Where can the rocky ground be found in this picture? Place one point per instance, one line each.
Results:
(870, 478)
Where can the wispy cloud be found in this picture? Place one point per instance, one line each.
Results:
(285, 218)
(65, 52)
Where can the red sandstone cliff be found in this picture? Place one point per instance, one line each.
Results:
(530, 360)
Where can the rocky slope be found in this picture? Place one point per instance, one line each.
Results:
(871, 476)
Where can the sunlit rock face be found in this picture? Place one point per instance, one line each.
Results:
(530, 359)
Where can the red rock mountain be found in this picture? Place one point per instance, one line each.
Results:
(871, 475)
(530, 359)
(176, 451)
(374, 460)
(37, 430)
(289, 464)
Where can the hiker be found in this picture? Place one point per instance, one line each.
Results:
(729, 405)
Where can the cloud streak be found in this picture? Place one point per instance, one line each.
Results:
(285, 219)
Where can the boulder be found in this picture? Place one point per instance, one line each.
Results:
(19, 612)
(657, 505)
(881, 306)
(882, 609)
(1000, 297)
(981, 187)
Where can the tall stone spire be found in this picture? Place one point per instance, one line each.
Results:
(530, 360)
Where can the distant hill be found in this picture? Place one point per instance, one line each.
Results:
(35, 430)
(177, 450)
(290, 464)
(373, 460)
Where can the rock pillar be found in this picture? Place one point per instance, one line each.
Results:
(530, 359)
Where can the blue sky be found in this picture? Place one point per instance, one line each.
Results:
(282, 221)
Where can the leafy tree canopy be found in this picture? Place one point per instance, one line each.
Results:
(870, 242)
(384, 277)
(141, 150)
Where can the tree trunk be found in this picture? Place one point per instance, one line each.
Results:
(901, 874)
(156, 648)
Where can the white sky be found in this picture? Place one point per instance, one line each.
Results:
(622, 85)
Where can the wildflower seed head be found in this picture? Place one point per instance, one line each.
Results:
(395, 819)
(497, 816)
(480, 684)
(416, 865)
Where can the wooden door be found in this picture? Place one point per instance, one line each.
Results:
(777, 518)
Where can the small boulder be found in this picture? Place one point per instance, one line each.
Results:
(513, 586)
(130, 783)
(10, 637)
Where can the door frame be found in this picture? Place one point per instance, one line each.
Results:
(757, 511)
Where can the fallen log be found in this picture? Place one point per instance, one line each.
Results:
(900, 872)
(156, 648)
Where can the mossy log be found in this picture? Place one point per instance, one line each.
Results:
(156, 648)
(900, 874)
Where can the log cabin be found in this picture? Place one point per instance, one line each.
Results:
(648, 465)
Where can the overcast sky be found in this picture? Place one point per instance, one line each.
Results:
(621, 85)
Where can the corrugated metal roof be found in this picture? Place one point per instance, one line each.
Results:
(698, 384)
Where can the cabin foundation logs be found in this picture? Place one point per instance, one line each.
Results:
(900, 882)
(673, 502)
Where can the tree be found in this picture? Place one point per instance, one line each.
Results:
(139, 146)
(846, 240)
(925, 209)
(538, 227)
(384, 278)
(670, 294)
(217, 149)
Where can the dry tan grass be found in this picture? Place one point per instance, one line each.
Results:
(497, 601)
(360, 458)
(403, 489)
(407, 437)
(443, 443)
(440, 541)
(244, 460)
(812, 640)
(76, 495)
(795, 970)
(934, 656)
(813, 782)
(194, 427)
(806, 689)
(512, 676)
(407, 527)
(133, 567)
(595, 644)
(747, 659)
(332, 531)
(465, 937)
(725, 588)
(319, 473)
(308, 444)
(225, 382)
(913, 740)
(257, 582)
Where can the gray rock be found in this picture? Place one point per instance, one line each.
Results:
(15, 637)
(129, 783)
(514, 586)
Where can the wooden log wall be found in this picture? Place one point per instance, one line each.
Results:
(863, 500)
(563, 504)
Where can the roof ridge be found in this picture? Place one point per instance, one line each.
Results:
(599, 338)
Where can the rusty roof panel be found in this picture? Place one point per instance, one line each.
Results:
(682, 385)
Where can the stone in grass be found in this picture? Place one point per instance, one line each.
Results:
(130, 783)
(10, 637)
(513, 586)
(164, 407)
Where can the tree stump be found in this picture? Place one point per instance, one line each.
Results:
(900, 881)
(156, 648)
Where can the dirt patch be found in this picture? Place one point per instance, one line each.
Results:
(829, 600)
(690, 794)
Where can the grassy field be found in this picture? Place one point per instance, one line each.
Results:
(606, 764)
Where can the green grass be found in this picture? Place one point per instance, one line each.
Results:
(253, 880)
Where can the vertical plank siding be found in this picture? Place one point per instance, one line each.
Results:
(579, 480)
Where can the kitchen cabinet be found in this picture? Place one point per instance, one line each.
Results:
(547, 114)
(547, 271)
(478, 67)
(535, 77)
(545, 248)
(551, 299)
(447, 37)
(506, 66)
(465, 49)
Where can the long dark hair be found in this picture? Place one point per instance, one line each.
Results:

================

Quote, word for word, every line starting at the one that contains "Where can the gray" and ending with the final line of the entries.

Where can the gray rock be found in this picture? Place one point per instance, one line each.
Results:
(15, 637)
(129, 783)
(514, 586)
Where can the wooden log wall be found in this picture? Place one point per instance, one line each.
Results:
(863, 500)
(563, 504)
Where can the roof ridge be found in this picture? Place one point per instance, one line each.
Results:
(599, 338)
Where can the rusty roof panel be found in this picture? Place one point per instance, one line each.
Results:
(682, 385)
Where can the stone in grass be found in this picture? Place one point per instance, one line each.
Results:
(130, 783)
(10, 637)
(513, 586)
(164, 407)
Where can the tree stump be found in this picture? Place one point per instance, one line each.
Results:
(900, 881)
(156, 648)
Where can the dirt patch be found in this picture? Place one point per instance, one line each.
Results:
(829, 600)
(690, 794)
Where can the grassy field be found in this picture? Place one point per instance, one line each.
Results:
(606, 764)
Where can the green grass be found in this picture? Place one point per instance, one line each.
Results:
(253, 880)
Where can the vertical plank siding be found in this picture? Place one point per instance, one line each.
Results:
(579, 480)
Where can the kitchen cabinet be found in this picture? Place one point per instance, one line each.
Results:
(547, 114)
(547, 271)
(478, 67)
(535, 77)
(545, 248)
(551, 299)
(447, 37)
(506, 66)
(465, 49)
Where can the long dark hair be found in this picture? Place one point per instance, one line each.
Results:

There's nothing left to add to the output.